--- begin DATA SHOWN ---
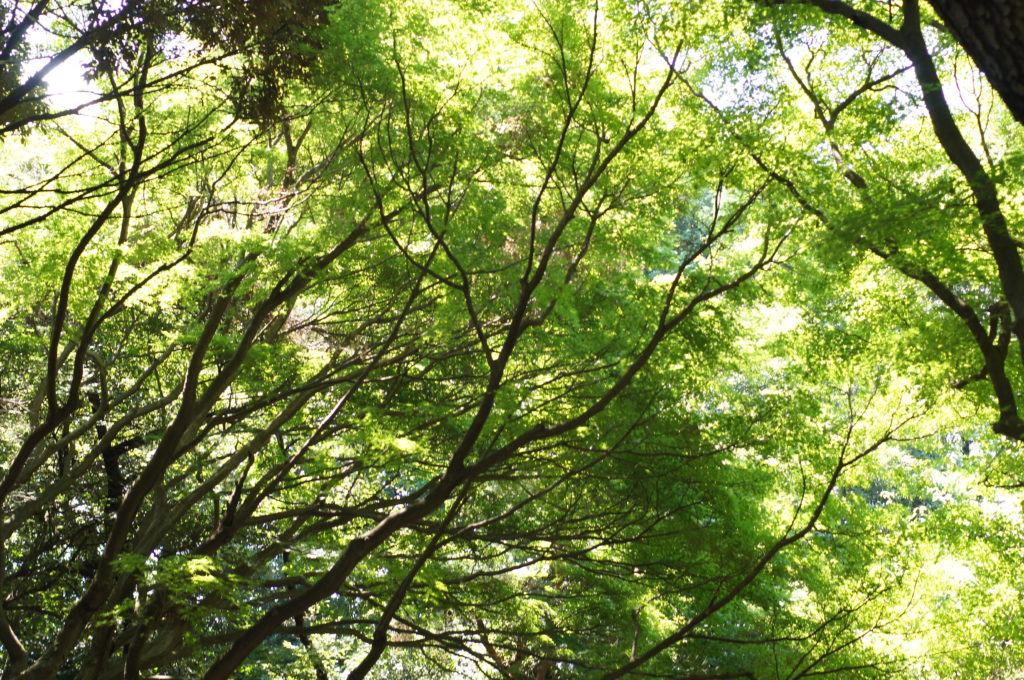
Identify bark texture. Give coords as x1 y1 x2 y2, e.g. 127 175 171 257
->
929 0 1024 125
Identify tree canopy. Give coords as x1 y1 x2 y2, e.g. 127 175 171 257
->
0 0 1024 680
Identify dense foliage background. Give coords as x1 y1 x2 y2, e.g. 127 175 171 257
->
0 0 1024 680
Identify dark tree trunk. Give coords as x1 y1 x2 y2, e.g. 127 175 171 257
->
929 0 1024 125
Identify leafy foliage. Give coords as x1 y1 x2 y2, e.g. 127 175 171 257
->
0 0 1024 680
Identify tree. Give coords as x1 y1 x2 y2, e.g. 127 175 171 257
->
929 0 1024 124
0 0 1016 680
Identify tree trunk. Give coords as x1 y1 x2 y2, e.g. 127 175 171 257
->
929 0 1024 125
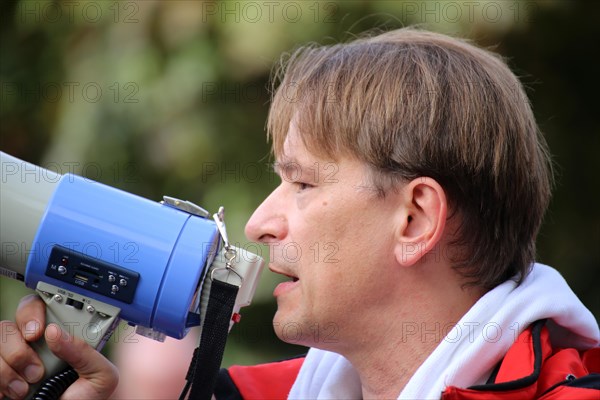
--- end DATA SHOWN ---
AIM OF THE TASK
Return every line of the items above verbatim, leaving out the pictures.

RESPONSE TO THE EXERCISE
Identify bark texture. Give coords as x1 y1 x2 y2, e.g. 127 175 171 257
->
929 0 1024 125
Identify tree canopy. Give coords as x1 y1 x2 y2, e.g. 127 175 171 257
->
0 0 1024 680
Identify dense foliage background. Give coords as x1 y1 x2 y2, e.g. 127 175 171 257
->
0 0 1024 680
Identify dark tree trunk. Give coords as x1 y1 x2 y2, e.g. 127 175 171 257
->
929 0 1024 125
Identify leafy foliage. Give coords as x1 y1 x2 y2, e.g. 127 175 171 257
->
0 0 1024 680
Identify tree. Give coords as x1 y1 x2 y2, e.g. 127 175 171 257
->
929 0 1024 124
0 0 1016 680
Identify tree trunk. Give coords as x1 y1 x2 y2, e.g. 127 175 171 257
->
929 0 1024 125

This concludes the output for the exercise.